:: Passage provided ::
In the first few rooms that you enter, there are long coffin-shaped boxed-in areas. These are where the Franciscans buried their own. When someone would die, they would place his body in one of these "boxes" and cover it with lime. They'd then move on to the next box when the next unlucky friar went to meet his maker. Eventually, after a few years, they'd work their way back, stacking a new body on top the oldest now generally disintegrated body.
Things worked a little different in the back rooms --- these are where the Franciscans buried "commoners" (i.e., not priests). I'd heard a couple of different stories about why and how a person came to be buried under the church, none of them particularly pleasant. One story had the "commoners room" initially being used for victims of the Inquisition, the theory being that the souls of devil worshippers would burn from holy water sprinkled on them by the Franciscans and their souls would forever lie in anguish at being so close to the presence of the Lord. Another story was that a plague epidemic hit Lima, and that the Franciscans were the only ones who would touch the rotting corpses left in the streets. Either story is possible, certainly the Inquisition was a big deal in Latin America, and certainly epidemics did happen, though I suppose it's just as possible that it was used as a paupers cemetary, or even just as a community cemetary, much like church cemetaries in a hundred U.S. towns.
:::
:: Provided data ::
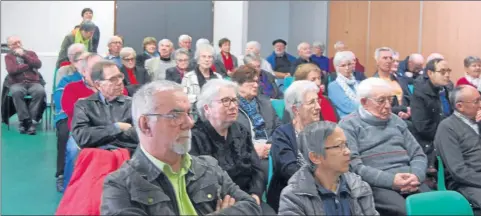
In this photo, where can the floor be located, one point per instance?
(28, 166)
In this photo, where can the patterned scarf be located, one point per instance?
(257, 121)
(347, 85)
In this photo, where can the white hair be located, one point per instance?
(75, 49)
(294, 94)
(204, 48)
(210, 91)
(366, 87)
(381, 49)
(184, 38)
(144, 100)
(434, 56)
(342, 56)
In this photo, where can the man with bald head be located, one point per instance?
(459, 144)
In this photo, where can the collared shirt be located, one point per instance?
(338, 202)
(177, 180)
(468, 121)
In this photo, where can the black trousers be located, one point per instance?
(389, 202)
(19, 91)
(62, 138)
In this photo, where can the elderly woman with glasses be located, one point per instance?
(135, 76)
(302, 103)
(176, 74)
(218, 134)
(324, 185)
(343, 90)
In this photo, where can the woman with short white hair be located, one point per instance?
(342, 91)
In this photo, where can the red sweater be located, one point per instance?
(71, 94)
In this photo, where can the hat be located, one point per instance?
(279, 41)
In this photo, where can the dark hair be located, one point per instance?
(223, 41)
(244, 73)
(98, 69)
(85, 10)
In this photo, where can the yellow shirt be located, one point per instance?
(177, 180)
:::
Goal:
Return the portion of the passage about the Franciscan burial rooms above, starting at "In the first" and ending at "generally disintegrated body.", word for word.

Task solution:
In the first few rooms that you enter, there are long coffin-shaped boxed-in areas. These are where the Franciscans buried their own. When someone would die, they would place his body in one of these "boxes" and cover it with lime. They'd then move on to the next box when the next unlucky friar went to meet his maker. Eventually, after a few years, they'd work their way back, stacking a new body on top the oldest now generally disintegrated body.